TASK
According to the text on nuclear power, the President proposed the Global Nuclear Energy Partnership as part of which initiative?

We also must safely expand the use of nuclear power – in this country and across the world. And so, as part of the Advanced Energy Initiative, the President has proposed a Global Nuclear Energy Partnership, or GNEP. An international effort, GNEP aims to address our growing global energy demands in a way that will foster economic development around the world, improve our environment, responsibly manage nuclear waste, and significantly reduce the threat of nuclear proliferation and terrorism. GNEP will develop the technological capability to increase the energy extracted from spent fuel by repeatedly cycling it through advanced burner reactors. There are two major advantages: first, the energy benefits will be enormous. But that is not the only – or arguably even the most important – up-side. This process of repeatedly reprocessing and recycling spent fuel – which would consume, not separate, plutonium – has the potential to reduce proliferation risks and reduce in the amount, heat-load and radiotoxicity of nuclear waste.

Natural-language object grounding data:
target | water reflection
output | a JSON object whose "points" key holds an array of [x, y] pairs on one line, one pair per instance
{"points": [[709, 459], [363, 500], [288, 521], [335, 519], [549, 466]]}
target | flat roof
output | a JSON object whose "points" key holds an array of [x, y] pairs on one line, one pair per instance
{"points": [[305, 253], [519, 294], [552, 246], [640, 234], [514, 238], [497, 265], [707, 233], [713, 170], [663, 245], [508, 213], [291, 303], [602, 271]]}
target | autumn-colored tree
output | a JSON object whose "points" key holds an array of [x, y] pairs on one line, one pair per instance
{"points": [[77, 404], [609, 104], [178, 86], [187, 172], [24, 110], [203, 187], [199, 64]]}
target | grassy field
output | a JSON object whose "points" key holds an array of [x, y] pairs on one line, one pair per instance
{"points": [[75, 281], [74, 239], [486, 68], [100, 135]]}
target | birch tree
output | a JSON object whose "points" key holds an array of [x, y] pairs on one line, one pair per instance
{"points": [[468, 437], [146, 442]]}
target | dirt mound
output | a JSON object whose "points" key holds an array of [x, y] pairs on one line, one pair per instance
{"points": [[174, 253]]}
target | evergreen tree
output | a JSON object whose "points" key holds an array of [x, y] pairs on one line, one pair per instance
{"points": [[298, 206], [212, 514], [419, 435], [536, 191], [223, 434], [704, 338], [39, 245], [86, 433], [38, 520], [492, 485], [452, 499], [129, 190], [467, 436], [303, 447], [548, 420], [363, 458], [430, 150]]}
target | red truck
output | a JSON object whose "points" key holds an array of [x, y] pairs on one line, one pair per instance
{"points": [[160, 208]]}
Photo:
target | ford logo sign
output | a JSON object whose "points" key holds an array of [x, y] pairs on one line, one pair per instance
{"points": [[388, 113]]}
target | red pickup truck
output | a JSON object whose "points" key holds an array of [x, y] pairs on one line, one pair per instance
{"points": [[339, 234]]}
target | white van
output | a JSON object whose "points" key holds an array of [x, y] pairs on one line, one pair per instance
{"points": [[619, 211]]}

TASK ANSWER
The Advanced Energy Initiative.